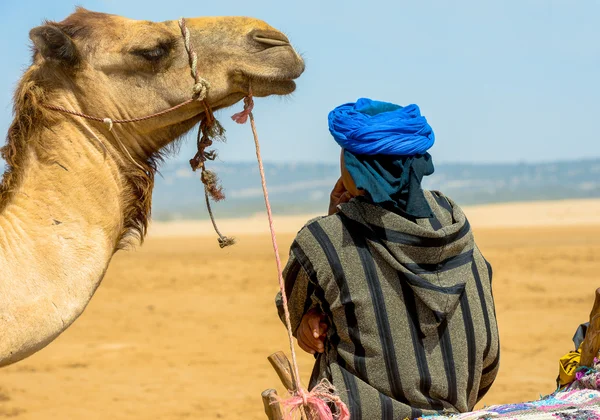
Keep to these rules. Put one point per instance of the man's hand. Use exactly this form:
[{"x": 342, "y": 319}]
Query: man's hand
[
  {"x": 338, "y": 196},
  {"x": 311, "y": 332}
]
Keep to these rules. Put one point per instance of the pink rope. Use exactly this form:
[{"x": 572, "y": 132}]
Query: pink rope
[{"x": 317, "y": 400}]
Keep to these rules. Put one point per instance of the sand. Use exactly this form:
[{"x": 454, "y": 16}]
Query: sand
[{"x": 181, "y": 329}]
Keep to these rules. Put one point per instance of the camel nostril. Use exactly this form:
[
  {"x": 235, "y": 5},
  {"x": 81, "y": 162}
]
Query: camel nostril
[{"x": 269, "y": 38}]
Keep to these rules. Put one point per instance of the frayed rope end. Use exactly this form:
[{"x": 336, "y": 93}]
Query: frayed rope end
[{"x": 317, "y": 402}]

※

▶ [Required work] Rewrite all the rows above, substituting "Follow this format" for every "Use exactly this form" and keeping everything else the same. Omit the pictures.

▶ [Task output]
Keep to these rules. Put one point per instance of the man's hand. Follow this format:
[{"x": 342, "y": 319}]
Query: man's hand
[
  {"x": 338, "y": 196},
  {"x": 311, "y": 332}
]
Keep to these rules. Put one point per instance of the pink rope. Follow this format:
[{"x": 572, "y": 132}]
Query: pink rope
[{"x": 317, "y": 400}]
Keep to these rules. Put one point per instance of the sand. Follow this format:
[{"x": 454, "y": 16}]
Query: sand
[{"x": 181, "y": 329}]
Keep to these rules. Put one point per instance of the camel nostril. Follow this format:
[
  {"x": 235, "y": 5},
  {"x": 81, "y": 162}
]
Query: camel nostril
[{"x": 269, "y": 38}]
Keep to these rules. Put one point per instance of the frayed rope end. Follow this format:
[{"x": 336, "y": 93}]
Query: frayed rope end
[{"x": 317, "y": 402}]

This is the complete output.